Format every line of the rows below as a JSON array of strings, one string per line, leaving out any blank lines.
>> start Rows
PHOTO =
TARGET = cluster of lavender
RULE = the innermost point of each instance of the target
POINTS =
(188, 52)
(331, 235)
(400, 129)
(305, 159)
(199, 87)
>> end Rows
> Reply to the task
[
  "PHOTO =",
  "TARGET = cluster of lavender",
  "RULE = the innermost point of each instance of the target",
  "POINTS =",
  "(188, 52)",
  "(331, 235)",
  "(400, 129)",
  "(305, 159)",
  "(199, 87)"
]